- Что сделать
- a) Определите, согласуются ли с фрагментом о комнате Михнова три утверждения ниже. На каждое ответьте «да» или «нет» и приведите точную цитату из фрагмента, которая это решает.
(i) Окно у рабочего стола выходило на крышу Малого драматического театра.
(ii) Женя застала Рекса, любимую собаку Михнова.
(iii) При переезде на Карповку кусок корня дерева оставили на прежнем месте.
- b) Ответьте по фрагменту о комнате Михнова на три вопроса, каждый ответ дайте с новой строки под тем же номером.
(i) Из чего Михнов соорудил два низких креслица?
(ii) Что всю ночь светило в окна?
(iii) Когда были созданы рельефы, постоянно висевшие у Михнова?

- Фрагмент страницы
____________

Ау, Михнов! Книга о Художнике — страница 8 из 13

Напротив рамы — два низких креслица, сооруженных Михновым из диванных подушек, поддерживаемых деревянной конструкцией. Тут же стеллаж из книжных полок, с папками графики, за стеклом — коллажи Михнова, репродукции. Одна из них — коричневатая открытка — репродукция картины Боттичелли — в конце концов оказалась у меня, как и пепельница, выкованная Михновым, одна из тех плошек, что предназначались для канделябров Дворца культуры в Череповце.

Вместо обеденного стола — пластиковый овал, вставленный между полками на уровне кресел. Рабочий стол занимал угол у окна, выходящего на крышу Малого драматического театра. Неоновые буквы „ТЕАТР“, укрепленные по вертикали над улицей, всю ночь светили в окна.

И в комнате присутствовал элемент театра — занавес из мягкой ситцевой ткани соломенного цвета, закрывающий постель. Он отодвигался в сторону, чтобы видны были картины на стенах: рельефы, работы маслом 60-х — тоже рельефные, но не монохромные — яркие, цветные. Фотография одного из этих холстов — „Фестивал минор“, посвященного саксофонисту Джерри Мал- лигану — помещена в каталоге выставки в галерее Хагельстам 1989 года, — видимо, там он и остался.

В углу над рабочим столом, как Распятие, прибит был большой кусок корня дерева, — при переезде на Карповку перевезли и его”.

Описание соответствует обстановке комнаты не ранее 1970 года, когда там появилась Женя. Но определился этот порядок раньше, и не думаю, что радикально перестраивался, — менялись картины на стенах, а рельефы, созданные в первой половине 1960-х, висели у Михнова (и потом на Карповке) постоянно.

Я несколько раз бывал на Рубинштейна в середине 1960-х, еще жив был Рекс, любимая собака Михнова, которой Женя не застала. Но на месте были уже и креслица, и корень, и занавес: из-за занавеса, помню, в разгар пьяной беседы появился, демонстрируя свой античный торс, проспавшийся, в одних трусах, Кондратов.

____________

- Предоставленные записи
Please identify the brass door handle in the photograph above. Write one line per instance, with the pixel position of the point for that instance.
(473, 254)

____________

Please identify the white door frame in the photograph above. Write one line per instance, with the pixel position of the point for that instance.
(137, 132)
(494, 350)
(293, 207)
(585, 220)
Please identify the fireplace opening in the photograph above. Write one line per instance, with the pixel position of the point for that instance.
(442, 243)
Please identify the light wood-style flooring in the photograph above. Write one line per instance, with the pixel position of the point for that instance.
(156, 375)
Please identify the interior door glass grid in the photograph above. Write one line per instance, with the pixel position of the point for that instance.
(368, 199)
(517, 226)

____________

- Решённые задания
- a)
(i) Да: «Рабочий стол занимал угол у окна, выходящего на крышу Малого драматического театра».
(ii) Нет: «еще жив был Рекс, любимая собака Михнова, которой Женя не застала».
(iii) Нет: «при переезде на Карповку перевезли и его».

- b)
(i) Из диванных подушек, поддерживаемых деревянной конструкцией.
(ii) Неоновые буквы «ТЕАТР», укрепленные по вертикали над улицей.
(iii) В первой половине 1960-х.